**WHAT YOU ARE ASKED TO DO:**
Answer these from the article on LVMH's new entertainment division:
(a) How many brands are in LVMH's stable?
(b) Which brand content consultancy is working with the new LVMH entity?
(c) What existing division will 22 Montaigne Entertainment be modeled after?

**PASSAGE TO READ:**
◇ ◇ ◇

Will a gritty reboot of Breakfast at Tiffany’s be coming soon to your favorite streamer?
LVMH has started 22 Montaigne Entertainment, a division that will develop television and film ideas for its stable of 75 brands.
In conjunction with brand content consultancy Superconnector Studios, the new LVMH entity will try to find the right match between LVMH’s brands and entertainment creators, producers, and distributors. The luxury behemoth may co-develop, coproduce, and co-finance certain properties.
22 Montaigne Entertainment will be overseen by a committee of LVMH executives, including Antoine Arnault, the head of LVMH Image and Environment (and son of LVMH’s founder Bernard), and Anish Melwani, chairman of LVMH North America.
The division will be modeled after Nike’s Waffle Iron Entertainment, which develops sports-oriented programming for the sneaker brand, Melwani told Deadline.

◇ ◇ ◇

**SUPPLIED RECORDS:**
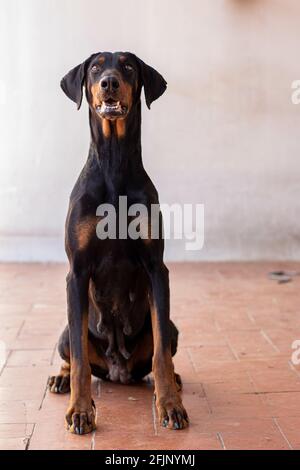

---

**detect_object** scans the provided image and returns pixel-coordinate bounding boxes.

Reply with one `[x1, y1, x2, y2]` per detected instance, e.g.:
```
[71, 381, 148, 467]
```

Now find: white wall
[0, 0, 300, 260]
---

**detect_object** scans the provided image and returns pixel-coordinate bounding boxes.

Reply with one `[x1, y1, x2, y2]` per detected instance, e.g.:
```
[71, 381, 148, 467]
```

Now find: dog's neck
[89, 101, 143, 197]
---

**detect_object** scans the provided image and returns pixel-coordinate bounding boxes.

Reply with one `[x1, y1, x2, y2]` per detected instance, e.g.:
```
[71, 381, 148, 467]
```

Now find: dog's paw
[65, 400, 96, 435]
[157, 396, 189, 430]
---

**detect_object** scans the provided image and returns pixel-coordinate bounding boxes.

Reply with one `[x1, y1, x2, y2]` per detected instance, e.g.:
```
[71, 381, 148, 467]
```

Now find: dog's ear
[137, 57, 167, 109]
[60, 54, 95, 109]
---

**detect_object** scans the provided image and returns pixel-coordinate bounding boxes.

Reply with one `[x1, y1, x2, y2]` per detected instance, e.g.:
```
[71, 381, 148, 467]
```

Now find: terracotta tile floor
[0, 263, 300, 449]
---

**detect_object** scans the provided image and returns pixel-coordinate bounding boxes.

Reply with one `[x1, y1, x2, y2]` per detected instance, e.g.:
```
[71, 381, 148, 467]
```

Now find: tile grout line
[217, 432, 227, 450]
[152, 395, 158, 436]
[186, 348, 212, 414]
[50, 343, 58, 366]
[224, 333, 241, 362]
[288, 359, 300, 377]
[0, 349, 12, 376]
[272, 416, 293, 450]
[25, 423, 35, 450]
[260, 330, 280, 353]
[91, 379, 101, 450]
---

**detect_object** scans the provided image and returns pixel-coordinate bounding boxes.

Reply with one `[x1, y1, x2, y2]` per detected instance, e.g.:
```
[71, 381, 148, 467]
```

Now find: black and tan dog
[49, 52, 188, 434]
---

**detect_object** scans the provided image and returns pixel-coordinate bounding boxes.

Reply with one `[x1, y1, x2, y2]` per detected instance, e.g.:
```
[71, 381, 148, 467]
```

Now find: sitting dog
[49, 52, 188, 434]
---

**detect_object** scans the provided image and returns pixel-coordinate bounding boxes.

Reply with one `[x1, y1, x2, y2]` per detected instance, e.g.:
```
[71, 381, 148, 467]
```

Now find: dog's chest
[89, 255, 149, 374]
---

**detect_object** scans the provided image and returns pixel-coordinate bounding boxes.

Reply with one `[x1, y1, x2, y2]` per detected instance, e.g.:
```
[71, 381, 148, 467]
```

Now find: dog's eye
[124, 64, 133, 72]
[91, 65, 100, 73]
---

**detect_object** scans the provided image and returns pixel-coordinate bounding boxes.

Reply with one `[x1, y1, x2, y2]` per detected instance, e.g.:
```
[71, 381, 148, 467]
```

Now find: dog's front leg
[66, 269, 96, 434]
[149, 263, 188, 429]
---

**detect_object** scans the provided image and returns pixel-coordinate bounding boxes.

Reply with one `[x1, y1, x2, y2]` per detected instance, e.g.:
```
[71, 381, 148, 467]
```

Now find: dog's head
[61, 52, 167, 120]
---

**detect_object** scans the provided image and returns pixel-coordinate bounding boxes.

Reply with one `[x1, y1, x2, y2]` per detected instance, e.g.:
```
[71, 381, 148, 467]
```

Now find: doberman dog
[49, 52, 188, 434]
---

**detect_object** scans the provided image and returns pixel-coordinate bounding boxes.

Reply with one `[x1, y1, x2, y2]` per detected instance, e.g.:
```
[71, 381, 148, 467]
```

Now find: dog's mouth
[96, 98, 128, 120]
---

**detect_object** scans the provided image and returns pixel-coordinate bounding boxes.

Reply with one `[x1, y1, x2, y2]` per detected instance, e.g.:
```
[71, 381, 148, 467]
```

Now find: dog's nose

◇ ◇ ◇

**SOLUTION TO THE PROBLEM:**
(a) 75
(b) Superconnector Studios
(c) Nike's Waffle Iron Entertainment